**Directions for this task**
According to the financial statement notes, what was the carrying value of exploration and evaluation costs at 31 December 2020?

**Reading passage**
┌──
Deferred tax assets and liabilities are offset when there is a legally enforceable right to offset current tax assets against current
tax liabilities and when the deferred tax assets and liabilities relate to income taxes levied by the same taxation authority on
either the same taxable entity or different taxable entities where there is an intention to settle the balances on a net basis.
Deferred tax is calculated at the tax rates (and laws) that have been enacted or substantively enacted by the statement of
financial position date and are expected to apply to the period when the deferred tax asset is realised or the deferred tax
liability is settled.
Deferred tax assets and liabilities are not discounted.
3. Financial risk management
3.1. Financial risk factors
The Group’s activities expose it to a variety of financial risks: market risk (foreign currency risk, price risk and interest rate
risk), credit risk and liquidity risk. The Group’s overall risk management programme focuses on the unpredictability of financial
markets and seeks to minimise potential adverse effects on the Group’s financial performance. None of these risks are
hedged.
Risk management is carried out by the London based management team under policies approved by the Board of Directors.
3.2. Capital risk management
The Group’s objectives when managing capital are to safeguard the Group’s ability to continue as a going concern, to enable
the Group to continue its exploration and evaluation activities, and to maintain an optimal capital structure to reduce the cost
of capital. In order to maintain or adjust the capital structure, the Group may adjust the issue of shares or sell assets to reduce
debts.
At 31 December 2020 the Group had borrowings of £nil (2019: £nil) and defines capital based on the total equity of the Group.
The Group monitors its level of cash resources available against future planned exploration and evaluation activities and may
issue new shares in order to raise further funds from time to time.
Given the Group’s level of debt versus its cash at bank and cash equivalents, the gearing ratio is immaterial.
4. Critical accounting estimates and judgements
The preparation of the Financial Statements in conformity with IFRS requires management to make estimates and
assumptions that affect the reported amounts of assets and liabilities and disclosure of contingent assets and liabilities at the
date of the Financial Statements and the reported amount of expenses during the period. Actual results may vary from the
estimates used to produce these Financial Statements.
Estimates and judgements are regularly evaluated and are based on historical experience and other factors, including
expectations of future events that are believed to be reasonable under the circumstances.
Items subject to such estimates and assumptions, that have a significant risk of causing a material adjustment to the carrying
amounts of assets and liabilities within the next financial years, include but are not limited to:
33
CHESTERFIELD RESOURCES PLC
NOTES TO THE FINANCIAL STATEMENTS
For the year ended 31 December 2020
Impairment of intangible assets – exploration and evaluation costs
Exploration and evaluation costs have a carrying value at 31 December 2020 of £2,433,876 (2019: £1,675,562). Such assets
have an indefinite useful life as the Group has a right to renew exploration licences and the asset is only amortised once
extraction of the resource commences. Management tests for impairment annually whether exploration projects have future
economic value in accordance with the accounting policy stated in Note 2.6. Each exploration project is subject to an annual
review by either a consultant or senior company geologist to determine if the exploration results returned during the period
warrant further exploration expenditure and have the potential to result in an economic discovery. This review takes into
consideration long term metal prices, anticipated resource volumes and supply and demand outlook. In the event that a project
does not represent an economic exploration target and results indicate there is no additional upside a decision will be made
to discontinue exploration; an impairment charge will then be recognised in the Statement of Comprehensive Income.
└──
**Entries provided**
┌──
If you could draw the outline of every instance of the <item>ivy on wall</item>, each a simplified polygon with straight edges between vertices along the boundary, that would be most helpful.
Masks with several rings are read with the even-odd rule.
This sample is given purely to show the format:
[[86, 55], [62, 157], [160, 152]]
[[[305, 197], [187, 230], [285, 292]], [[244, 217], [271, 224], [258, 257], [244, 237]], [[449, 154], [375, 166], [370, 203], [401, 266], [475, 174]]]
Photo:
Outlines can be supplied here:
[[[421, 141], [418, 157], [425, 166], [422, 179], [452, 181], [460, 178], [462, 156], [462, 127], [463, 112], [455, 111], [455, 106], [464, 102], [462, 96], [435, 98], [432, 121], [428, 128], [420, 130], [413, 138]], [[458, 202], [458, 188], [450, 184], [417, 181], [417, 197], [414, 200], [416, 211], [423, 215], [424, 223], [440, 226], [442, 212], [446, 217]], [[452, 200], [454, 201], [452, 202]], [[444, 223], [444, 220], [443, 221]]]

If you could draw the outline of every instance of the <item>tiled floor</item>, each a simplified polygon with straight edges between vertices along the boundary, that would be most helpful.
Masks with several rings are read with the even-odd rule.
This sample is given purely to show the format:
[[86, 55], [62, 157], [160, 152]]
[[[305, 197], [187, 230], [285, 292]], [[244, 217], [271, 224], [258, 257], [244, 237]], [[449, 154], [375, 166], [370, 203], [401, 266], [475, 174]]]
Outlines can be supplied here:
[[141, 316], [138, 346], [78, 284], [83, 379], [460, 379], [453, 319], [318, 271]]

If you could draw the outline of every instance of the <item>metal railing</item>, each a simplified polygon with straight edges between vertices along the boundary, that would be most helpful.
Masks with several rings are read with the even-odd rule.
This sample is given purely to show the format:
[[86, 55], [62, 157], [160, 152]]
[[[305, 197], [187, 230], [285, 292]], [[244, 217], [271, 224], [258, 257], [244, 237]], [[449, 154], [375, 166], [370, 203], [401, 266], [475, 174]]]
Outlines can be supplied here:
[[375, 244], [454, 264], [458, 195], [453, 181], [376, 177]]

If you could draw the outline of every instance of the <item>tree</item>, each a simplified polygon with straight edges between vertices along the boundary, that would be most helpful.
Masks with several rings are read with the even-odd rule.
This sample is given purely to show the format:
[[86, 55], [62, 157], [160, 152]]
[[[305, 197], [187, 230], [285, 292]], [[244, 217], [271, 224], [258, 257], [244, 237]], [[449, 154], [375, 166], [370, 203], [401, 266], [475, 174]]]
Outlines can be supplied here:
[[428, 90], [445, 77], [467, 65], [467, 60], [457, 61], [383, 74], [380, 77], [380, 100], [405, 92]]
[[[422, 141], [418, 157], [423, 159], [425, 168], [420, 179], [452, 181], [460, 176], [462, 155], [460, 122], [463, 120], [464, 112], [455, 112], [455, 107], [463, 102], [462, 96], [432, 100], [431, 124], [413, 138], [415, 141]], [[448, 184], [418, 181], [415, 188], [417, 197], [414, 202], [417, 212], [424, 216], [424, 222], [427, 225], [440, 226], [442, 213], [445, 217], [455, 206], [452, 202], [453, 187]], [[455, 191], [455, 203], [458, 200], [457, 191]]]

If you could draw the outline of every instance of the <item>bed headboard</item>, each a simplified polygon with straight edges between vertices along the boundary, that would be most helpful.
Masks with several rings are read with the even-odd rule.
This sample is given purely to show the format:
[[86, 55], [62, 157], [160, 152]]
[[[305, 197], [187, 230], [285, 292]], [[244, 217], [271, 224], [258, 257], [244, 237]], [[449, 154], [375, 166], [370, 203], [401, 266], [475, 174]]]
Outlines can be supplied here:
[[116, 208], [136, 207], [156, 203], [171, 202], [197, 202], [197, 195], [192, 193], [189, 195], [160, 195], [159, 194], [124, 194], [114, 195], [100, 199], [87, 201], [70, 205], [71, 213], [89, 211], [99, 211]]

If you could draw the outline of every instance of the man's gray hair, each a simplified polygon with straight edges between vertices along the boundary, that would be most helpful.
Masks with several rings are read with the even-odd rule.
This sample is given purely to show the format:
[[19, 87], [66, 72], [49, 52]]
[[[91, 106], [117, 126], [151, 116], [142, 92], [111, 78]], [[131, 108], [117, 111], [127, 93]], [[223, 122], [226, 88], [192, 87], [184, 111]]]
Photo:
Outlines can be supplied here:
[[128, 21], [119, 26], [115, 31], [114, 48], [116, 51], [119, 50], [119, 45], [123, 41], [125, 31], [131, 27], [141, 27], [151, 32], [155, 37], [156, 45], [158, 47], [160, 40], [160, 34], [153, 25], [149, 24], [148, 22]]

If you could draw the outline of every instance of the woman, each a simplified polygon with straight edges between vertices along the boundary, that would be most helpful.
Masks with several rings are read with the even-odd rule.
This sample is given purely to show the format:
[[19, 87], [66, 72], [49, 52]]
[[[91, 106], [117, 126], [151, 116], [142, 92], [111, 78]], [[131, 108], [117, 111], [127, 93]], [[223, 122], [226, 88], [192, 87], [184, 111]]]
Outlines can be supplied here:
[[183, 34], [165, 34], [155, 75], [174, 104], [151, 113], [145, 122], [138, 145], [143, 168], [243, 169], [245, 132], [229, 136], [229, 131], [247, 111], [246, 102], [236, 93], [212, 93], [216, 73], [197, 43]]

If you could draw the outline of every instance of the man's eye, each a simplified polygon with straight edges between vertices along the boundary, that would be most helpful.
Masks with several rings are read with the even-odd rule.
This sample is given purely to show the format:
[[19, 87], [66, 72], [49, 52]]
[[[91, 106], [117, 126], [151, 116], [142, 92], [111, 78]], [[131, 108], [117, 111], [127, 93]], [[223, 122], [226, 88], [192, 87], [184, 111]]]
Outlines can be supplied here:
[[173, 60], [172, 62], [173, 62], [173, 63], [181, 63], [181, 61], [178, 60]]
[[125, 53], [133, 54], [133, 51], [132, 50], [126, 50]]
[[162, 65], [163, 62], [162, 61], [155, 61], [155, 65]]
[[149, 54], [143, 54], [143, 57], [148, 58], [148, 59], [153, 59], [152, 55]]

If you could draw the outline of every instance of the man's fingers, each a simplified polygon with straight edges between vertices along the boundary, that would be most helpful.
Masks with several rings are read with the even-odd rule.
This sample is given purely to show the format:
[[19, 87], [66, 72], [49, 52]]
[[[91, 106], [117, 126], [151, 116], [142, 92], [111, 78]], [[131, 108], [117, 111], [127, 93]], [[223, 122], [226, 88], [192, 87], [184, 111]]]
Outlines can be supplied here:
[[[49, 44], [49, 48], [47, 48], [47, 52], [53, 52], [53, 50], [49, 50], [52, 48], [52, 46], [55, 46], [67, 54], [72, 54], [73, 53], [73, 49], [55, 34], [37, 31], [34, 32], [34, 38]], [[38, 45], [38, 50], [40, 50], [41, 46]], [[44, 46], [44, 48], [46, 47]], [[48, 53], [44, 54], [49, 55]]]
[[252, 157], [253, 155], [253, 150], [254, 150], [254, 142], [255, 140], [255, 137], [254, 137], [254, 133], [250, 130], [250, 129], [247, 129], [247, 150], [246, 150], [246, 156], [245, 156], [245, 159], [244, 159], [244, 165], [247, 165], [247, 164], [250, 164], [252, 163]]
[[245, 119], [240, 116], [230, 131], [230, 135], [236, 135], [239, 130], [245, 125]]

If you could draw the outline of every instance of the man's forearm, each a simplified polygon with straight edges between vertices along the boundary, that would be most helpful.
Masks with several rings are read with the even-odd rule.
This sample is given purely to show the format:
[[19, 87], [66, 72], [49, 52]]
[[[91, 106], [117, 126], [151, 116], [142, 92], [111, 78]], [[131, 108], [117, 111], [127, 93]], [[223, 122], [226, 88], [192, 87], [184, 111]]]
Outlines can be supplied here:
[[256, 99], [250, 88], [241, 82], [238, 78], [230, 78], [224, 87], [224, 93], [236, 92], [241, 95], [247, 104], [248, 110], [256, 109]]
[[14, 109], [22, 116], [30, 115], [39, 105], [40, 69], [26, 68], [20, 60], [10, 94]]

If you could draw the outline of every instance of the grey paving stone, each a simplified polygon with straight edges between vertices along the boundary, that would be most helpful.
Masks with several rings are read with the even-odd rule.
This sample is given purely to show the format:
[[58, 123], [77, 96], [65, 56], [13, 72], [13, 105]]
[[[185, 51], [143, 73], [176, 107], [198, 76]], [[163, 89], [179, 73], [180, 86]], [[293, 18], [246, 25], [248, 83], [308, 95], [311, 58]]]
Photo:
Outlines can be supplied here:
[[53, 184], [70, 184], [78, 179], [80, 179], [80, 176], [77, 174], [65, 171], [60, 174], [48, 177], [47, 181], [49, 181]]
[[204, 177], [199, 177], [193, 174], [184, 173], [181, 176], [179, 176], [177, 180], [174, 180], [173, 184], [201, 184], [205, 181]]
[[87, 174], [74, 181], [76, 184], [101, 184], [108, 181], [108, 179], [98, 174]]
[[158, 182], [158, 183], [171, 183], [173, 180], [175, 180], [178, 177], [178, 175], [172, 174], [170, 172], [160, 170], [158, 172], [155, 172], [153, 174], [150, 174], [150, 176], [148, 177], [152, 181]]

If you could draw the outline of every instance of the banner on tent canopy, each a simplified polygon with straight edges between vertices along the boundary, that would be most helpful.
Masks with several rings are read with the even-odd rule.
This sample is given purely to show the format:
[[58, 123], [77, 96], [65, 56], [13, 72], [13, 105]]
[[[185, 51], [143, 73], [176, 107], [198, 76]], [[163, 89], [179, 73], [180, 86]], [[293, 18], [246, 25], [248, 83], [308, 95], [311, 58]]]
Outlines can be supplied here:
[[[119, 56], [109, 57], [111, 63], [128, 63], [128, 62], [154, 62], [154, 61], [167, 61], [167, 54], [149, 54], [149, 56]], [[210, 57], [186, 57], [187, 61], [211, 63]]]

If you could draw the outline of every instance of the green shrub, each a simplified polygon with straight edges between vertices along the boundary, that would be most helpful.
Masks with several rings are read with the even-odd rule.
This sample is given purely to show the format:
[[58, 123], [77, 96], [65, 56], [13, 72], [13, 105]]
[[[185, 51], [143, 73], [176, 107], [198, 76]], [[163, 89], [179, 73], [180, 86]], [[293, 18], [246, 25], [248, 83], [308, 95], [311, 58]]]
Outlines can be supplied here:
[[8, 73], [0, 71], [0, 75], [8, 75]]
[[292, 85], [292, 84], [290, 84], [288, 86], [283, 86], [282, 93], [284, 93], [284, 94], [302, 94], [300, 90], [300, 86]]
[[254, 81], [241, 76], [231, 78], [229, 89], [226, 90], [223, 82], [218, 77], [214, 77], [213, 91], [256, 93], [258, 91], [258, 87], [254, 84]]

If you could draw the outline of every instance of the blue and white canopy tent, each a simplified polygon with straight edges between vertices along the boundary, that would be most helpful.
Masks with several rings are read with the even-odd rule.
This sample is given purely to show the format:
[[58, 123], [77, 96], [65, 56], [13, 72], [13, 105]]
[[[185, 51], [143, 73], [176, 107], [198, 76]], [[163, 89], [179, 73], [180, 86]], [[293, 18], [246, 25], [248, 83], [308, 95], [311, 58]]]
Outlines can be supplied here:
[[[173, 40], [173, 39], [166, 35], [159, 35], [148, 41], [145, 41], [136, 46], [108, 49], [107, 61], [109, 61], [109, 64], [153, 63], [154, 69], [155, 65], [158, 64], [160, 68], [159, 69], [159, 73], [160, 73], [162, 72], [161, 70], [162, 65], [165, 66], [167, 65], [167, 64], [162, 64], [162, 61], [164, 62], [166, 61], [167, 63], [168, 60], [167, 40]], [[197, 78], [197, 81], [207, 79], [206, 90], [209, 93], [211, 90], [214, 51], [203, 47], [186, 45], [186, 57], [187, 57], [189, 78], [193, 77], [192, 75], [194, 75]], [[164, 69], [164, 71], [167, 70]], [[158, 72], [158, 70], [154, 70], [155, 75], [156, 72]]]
└──
**Correct response**
£2,433,876